▸ **DOCUMENT EXCERPT**
— start —

Being sensitive to others’ culture is important, especially when working with people of another race or ethnicity than your own. This is particularly true in philanthropy. The words we use and the position we take in the relationship (calling ourselves and “grantees” partners, rather than “funder” and “grantee”) are integral to working well in partnership with the communities we serve. It is also an essential step toward breaking down the hierarchy of power created during colonization and continues today.
I am no expert on any of these issues. In fact, whenever I visit with someone about my job or about working with Native American individuals and organizations, I always preface by saying, “I’m white, and I am not an expert in Native cultures.” My understanding is solely based on my life growing up in Western South Dakota and interacting with Native folks, primarily from tribes in the area.
But in sharing some of my experiences, learnings and reflections, I hope to offer some information and instill confidence in you – to venture out of your own culture and into other nations and invest in Native American projects.
In my work at the Center for Disaster Philanthropy (CDP) with Native American and tribal communities working towards disaster recovery, I am a white foreigner in another nation. Tribal nations are sovereign nations with distinct governments that have the same powers as federal and state governments to manage their internal affairs (with a few exceptions).
My Native friends and “family” (I have no Native blood) refer to me as a “wacicu,” which I knew was usually derogatory, but a term they used teasingly with love. Often, I was the only wacicu in the room. During a recent Zoom meeting, a white pastor who is an amazing ally to Natives held a coffee mug that said “WACICU” – a gift from a Native friend. We all had a good laugh. The mug just put it out there – it is what it is – the meeting was a gathering of some Native folks trying to make a difference for their relatives and a handful of wacicus wanting to partner to help them do their good work.

— end —

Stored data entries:
— start —

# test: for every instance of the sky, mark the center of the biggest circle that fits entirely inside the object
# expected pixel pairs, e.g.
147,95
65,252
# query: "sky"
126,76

— end —

▸ **EXERCISE INSTRUCTIONS**
**A)** Answer these questions about the piece on working with Native communities in philanthropy:
(i) What term do the writer's Native friends and "family" use for the writer?
(ii) Where did the writer grow up?
(iii) Which organization does the writer work for?
**B)** Take the piece on working with Native communities in philanthropy further, continuing on from its final sentence.

▸ **RESPONSES BY TASK**
**A)**
(i) "Wacicu."
(ii) Western South Dakota.
(iii) The Center for Disaster Philanthropy (CDP).

**B)**
Culture and Community
Each tribe has its own culture, politics, and relationships with other tribes, the state and the U.S. government. Some tribes are located on reservations while some are not, and most Native Americans live in urban areas.
Recently, CDP changed the name of the program for which I work from “Tribal Communities Disaster Recovery” to “Native American and Tribal Communities Disaster Recovery.” One concern that prompted this change was our realization that the term “tribal communities” doesn’t fit all communities and partners we work with. For example, tribes in Minnesota are not located on reservations or tribal lands; most of their citizens are Native Americans that reside off-reservation and in cities. The majority of Native Americans (U.S. Census reports 71%) live off federally defined tribal lands in cities. Additionally, some disaster recovery projects we’re funding are in support of tribal members on neighboring private lands.
At CDP, we strive to localize our grantmaking and focus on race, equity and intersectionality in all aspects of our organization. This means we want to work with the people affected by a disaster at the most local level.
For the Early Recovery Fund, it may not always directly include the tribe or tribal agencies, but we prioritize grassroots groups of individuals and organizations. Organizations that we work with should have boards, leadership and staff that are the same race as the people they are serving.
To respect the sovereignty of each tribe, CDP and/or our local partners ask to go before the tribal council before awarding a grant or starting work in a Native community. We share our goals to help build their people’s capacity to help their community recover from a disaster and prepare for future crises, respectfully ask permission to work there and seek their blessing.
Building Relationships & Decolonizing
So, how do I charter a path in these “foreign” nations? I try to do so very carefully, but I am more of a curious bull in a fine china store. The key is grace. I ask for grace, listen, learn, ask many questions, try to build relationships and trust, and am blatantly honest about my ignorance of Native ways. I put my foot in my mouth, probably even more than I am aware, apologize and laugh with others at my foibles.
Thanks to the grace of so many people I’ve met in this work, I’ve learned a lot about seeking out and building relationships, becoming a good partner and being an active decolonizer. Here are some of those lessons that I hope others in philanthropy will find valuable in efforts to be allies and address systemic inequities in Native American and tribal communities.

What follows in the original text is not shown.